*** Opening of RECORDS PROVIDED ***
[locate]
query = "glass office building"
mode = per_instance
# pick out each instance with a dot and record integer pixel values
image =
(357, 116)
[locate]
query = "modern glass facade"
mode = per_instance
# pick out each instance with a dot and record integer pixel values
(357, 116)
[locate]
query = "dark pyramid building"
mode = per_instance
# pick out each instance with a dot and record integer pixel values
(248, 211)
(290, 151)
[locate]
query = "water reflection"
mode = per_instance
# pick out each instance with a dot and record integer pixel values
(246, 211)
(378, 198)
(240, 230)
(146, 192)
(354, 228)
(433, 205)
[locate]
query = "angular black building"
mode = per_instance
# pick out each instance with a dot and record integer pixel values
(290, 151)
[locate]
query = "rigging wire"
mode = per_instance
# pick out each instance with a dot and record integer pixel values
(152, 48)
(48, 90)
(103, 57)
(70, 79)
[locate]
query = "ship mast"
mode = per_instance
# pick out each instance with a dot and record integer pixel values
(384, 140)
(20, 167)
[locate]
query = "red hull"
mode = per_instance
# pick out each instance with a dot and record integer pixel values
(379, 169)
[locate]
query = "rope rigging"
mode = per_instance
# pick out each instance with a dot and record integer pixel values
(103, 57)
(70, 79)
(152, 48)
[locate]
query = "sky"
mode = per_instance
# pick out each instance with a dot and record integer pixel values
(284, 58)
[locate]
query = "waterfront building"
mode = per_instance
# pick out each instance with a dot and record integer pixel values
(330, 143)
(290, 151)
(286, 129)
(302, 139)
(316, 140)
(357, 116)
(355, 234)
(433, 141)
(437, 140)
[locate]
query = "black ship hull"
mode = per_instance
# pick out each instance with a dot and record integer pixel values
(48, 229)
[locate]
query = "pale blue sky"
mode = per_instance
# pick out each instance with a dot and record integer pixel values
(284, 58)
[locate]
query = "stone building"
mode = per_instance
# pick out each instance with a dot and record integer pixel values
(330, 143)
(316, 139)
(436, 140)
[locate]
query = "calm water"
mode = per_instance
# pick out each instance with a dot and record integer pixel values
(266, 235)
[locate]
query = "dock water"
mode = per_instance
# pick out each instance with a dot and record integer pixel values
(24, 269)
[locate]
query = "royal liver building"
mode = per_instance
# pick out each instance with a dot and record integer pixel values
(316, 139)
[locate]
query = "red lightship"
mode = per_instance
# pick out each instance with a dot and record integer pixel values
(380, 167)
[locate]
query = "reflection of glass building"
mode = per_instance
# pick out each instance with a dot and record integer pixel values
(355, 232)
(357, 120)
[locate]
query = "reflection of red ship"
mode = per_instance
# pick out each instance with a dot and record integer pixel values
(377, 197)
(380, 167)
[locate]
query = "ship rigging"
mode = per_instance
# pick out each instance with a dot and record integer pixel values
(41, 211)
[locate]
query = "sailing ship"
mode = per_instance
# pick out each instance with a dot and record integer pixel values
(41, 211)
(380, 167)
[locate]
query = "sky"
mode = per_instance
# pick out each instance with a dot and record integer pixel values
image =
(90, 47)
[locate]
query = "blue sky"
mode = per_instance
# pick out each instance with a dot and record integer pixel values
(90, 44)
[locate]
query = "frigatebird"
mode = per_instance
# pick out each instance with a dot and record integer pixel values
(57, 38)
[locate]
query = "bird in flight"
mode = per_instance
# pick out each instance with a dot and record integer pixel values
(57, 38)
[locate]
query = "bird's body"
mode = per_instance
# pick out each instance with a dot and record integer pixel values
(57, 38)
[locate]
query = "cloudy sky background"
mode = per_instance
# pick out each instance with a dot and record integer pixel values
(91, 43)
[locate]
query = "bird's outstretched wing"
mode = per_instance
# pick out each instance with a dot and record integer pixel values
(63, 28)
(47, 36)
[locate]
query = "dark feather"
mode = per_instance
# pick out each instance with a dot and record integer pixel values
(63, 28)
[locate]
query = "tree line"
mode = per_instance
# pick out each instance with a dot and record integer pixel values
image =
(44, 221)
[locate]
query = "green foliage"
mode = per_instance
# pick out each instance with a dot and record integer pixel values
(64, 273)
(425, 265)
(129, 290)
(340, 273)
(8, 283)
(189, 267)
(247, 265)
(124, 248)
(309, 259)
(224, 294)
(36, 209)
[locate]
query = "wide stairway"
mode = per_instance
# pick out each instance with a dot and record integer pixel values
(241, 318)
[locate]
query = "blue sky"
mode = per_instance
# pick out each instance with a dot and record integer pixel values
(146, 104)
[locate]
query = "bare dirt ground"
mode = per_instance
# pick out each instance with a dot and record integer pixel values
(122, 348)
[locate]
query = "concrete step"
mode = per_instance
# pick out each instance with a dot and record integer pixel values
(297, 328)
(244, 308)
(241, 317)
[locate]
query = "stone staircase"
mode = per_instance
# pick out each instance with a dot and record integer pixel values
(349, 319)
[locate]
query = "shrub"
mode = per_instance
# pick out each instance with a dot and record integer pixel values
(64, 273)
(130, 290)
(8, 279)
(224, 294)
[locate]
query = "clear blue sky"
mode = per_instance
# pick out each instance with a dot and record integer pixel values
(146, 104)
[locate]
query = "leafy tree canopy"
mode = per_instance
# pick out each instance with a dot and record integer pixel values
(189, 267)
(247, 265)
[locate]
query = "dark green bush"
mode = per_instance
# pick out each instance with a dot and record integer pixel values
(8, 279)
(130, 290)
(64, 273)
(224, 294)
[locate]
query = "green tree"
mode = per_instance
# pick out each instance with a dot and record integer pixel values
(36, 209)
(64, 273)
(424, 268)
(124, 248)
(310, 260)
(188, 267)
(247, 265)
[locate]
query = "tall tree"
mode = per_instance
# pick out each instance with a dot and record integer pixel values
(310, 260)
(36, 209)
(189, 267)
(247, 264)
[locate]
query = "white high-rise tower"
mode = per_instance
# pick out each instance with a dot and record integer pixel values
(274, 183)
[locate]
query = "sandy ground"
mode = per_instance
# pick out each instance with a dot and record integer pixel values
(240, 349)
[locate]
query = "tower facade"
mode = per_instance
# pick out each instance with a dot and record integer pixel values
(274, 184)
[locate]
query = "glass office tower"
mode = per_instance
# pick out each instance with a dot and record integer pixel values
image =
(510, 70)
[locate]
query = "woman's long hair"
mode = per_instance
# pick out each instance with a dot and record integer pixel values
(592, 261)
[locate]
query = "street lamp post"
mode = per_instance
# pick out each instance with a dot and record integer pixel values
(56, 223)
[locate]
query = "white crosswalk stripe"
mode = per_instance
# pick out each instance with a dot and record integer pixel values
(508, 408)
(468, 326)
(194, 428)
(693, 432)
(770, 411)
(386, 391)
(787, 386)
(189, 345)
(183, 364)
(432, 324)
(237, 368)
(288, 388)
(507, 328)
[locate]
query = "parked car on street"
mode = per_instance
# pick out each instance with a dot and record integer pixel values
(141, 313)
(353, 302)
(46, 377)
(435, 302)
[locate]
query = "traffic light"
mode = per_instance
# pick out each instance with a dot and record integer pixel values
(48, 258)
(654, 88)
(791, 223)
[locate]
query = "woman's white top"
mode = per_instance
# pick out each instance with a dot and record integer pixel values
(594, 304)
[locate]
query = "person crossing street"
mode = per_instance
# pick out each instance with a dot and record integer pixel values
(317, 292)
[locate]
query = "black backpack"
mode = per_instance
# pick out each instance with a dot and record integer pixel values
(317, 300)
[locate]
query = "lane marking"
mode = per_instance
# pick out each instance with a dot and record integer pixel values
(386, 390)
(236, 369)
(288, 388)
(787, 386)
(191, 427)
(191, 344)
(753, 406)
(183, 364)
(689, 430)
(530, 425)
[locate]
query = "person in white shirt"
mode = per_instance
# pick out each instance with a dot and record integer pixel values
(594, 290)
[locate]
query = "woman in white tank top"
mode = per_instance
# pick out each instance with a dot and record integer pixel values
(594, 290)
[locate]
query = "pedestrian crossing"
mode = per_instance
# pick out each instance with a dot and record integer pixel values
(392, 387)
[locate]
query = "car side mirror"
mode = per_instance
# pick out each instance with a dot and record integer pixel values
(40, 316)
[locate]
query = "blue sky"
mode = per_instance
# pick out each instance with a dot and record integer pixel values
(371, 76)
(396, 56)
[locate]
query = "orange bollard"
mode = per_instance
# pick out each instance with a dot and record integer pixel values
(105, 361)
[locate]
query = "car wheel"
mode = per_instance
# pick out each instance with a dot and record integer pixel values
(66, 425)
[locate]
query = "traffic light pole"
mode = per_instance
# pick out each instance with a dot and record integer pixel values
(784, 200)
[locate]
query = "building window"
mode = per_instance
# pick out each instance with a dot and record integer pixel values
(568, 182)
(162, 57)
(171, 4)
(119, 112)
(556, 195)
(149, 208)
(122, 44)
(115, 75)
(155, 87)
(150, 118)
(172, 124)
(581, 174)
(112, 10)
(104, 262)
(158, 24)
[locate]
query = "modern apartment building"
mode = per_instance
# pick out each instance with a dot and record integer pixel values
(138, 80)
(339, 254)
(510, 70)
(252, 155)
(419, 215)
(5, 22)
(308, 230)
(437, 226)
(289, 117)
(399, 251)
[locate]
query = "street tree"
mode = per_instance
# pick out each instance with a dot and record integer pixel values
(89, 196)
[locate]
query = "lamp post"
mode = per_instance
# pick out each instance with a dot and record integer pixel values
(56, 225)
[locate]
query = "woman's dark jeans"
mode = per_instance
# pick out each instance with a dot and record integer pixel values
*** Close of RECORDS PROVIDED ***
- YOUR ASSIGNMENT -
Gather from the records above every line containing the string "white".

- SOLUTION TO THIS TASK -
query = "white high-rise tower"
query = "white crosswalk stripe"
query = "woman's white top"
query = "person in white shirt"
query = "woman in white tank top"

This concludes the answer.